═════ Source excerpt
Brigadier Lionel Bootle-Wilbraham, 6th Baron Skelmersdale,  (23 September 1896 – 21 July 1973) was a British Army officer and peer who served in both the First and Second World War.

Early life
Lionel Bootle-Wilbraham was born on 23 September 1896, the son of Major Lionel Bootle-Wilbraham, Royal Irish Fusiliers, and Lavinia, daughter of Abraham Wilson. The older Lionel was himself a grandson of Edward Bootle-Wilbraham, 1st Baron Skelmersdale. The younger Lionel was educated at Wellington College and Cheltenham College.

Military career
On the outbreak of the First World War in August 1914, Bootle-Wilbraham joined the 3rd (Special Reserve) Battalion of the Hampshire Regiment. He then entered the Royal Military College, Sandhurst, as a wartime cadet in 1915 and passed out the same year, being commissioned into the Coldstream Guards. He served with the regiment for the rest of the war, being awarded a Military Cross in 1917.
══════════
═════ Data entries
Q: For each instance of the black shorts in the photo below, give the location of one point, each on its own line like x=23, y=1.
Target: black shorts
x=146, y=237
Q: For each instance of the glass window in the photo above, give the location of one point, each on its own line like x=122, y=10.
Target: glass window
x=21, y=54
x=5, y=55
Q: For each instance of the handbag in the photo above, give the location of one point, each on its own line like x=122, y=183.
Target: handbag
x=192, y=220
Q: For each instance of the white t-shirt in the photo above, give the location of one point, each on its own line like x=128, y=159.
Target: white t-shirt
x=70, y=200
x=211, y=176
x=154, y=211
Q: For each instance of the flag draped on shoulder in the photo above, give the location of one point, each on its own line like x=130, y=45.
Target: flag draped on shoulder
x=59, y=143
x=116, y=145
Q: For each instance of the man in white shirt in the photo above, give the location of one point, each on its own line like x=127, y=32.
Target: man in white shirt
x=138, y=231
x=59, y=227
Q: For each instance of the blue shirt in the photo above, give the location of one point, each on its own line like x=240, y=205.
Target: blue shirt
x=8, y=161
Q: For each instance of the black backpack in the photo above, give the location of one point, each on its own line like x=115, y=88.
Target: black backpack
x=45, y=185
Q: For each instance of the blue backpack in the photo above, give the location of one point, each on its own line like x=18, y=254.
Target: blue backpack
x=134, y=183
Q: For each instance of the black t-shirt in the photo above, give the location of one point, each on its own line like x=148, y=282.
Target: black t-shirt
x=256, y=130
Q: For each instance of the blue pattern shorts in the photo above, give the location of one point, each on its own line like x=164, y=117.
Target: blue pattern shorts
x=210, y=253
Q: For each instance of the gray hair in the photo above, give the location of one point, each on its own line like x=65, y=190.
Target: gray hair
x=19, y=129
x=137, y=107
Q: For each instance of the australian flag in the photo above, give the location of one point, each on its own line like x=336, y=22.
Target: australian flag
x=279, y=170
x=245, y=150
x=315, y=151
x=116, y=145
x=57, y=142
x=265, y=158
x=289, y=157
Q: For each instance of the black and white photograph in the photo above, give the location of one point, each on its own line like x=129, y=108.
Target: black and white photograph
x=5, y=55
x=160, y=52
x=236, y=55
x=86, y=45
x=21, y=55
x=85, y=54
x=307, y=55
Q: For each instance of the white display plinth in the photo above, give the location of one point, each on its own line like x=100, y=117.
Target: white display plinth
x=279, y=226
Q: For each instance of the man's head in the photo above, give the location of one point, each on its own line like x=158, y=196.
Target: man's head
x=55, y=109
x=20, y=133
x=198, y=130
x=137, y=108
══════════
■ **Written task 1**
Which relatives of the younger Lionel Bootle-Wilbraham does the biography name, and what is each one's stated relationship?
■ **Written task 2**
According to the biography, what award did Bootle-Wilbraham receive in 1917?

■ **Task result 1**
- Major Lionel Bootle-Wilbraham, Royal Irish Fusiliers: his father
- Lavinia: his mother
- Abraham Wilson: his mother's father
- Edward Bootle-Wilbraham, 1st Baron Skelmersdale: his father's grandfather

■ **Task result 2**
A Military Cross.